(Beginning of PROVIDED RECORDS)

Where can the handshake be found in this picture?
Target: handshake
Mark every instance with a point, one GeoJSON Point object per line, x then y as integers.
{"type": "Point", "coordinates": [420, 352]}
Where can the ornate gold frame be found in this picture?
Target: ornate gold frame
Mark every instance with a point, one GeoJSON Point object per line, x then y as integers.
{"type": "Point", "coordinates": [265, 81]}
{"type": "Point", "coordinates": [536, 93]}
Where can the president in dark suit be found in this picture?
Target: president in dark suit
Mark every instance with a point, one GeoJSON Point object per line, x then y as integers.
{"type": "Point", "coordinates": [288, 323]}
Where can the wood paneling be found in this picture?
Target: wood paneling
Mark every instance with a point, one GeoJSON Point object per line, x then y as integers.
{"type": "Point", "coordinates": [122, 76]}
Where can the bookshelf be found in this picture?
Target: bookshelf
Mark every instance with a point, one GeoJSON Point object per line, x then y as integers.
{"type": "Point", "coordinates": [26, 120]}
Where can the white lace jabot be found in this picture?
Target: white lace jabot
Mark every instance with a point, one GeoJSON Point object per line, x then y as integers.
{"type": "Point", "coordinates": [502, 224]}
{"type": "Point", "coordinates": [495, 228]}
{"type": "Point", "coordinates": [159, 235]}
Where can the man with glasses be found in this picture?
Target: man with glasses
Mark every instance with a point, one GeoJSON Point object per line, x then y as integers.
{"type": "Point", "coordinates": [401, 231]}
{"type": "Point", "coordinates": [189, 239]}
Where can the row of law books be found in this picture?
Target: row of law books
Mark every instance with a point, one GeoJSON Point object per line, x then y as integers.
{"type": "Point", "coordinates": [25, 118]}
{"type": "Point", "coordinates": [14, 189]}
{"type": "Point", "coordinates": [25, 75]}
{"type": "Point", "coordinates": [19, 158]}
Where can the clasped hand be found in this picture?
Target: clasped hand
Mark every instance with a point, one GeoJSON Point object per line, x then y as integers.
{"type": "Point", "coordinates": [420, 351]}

(End of PROVIDED RECORDS)

Copy every line of the records above exactly.

Where can the handshake be found in this picture?
Target: handshake
Mark every instance with a point, one GeoJSON Point object per line, x then y as integers.
{"type": "Point", "coordinates": [420, 352]}
Where can the ornate gold frame be found in this picture?
Target: ornate gold frame
Mark every instance with a point, one GeoJSON Point object per line, x then y as integers.
{"type": "Point", "coordinates": [265, 81]}
{"type": "Point", "coordinates": [536, 93]}
Where can the president in dark suit be found in this picture?
Target: president in dark suit
Mark every instance with a point, one GeoJSON Point object per line, x then y as integers.
{"type": "Point", "coordinates": [288, 323]}
Where can the wood paneling be found in this picture?
Target: wood paneling
Mark every instance with a point, one GeoJSON Point object per line, x then y as integers.
{"type": "Point", "coordinates": [122, 76]}
Where can the bookshelf be found in this picture?
Target: bookshelf
Mark every instance with a point, one GeoJSON Point object per line, x then y as integers.
{"type": "Point", "coordinates": [26, 120]}
Where can the white lace jabot be found in this picture?
Target: white lace jabot
Mark every instance with a point, one GeoJSON Point object per line, x then y as integers.
{"type": "Point", "coordinates": [502, 224]}
{"type": "Point", "coordinates": [495, 228]}
{"type": "Point", "coordinates": [159, 235]}
Where can the man with glasses be found in this picture?
Target: man with glasses
Mark every instance with a point, one GeoJSON Point object per line, x then y as integers.
{"type": "Point", "coordinates": [401, 231]}
{"type": "Point", "coordinates": [189, 239]}
Where can the row of law books be found in this picture?
Target: row of law books
Mark every instance with a point, one GeoJSON Point object per line, x then y as integers.
{"type": "Point", "coordinates": [25, 118]}
{"type": "Point", "coordinates": [14, 189]}
{"type": "Point", "coordinates": [25, 75]}
{"type": "Point", "coordinates": [19, 158]}
Where can the clasped hand be found in this picture?
Target: clasped hand
Mark every instance with a point, one GeoJSON Point object per line, x then y as integers.
{"type": "Point", "coordinates": [420, 351]}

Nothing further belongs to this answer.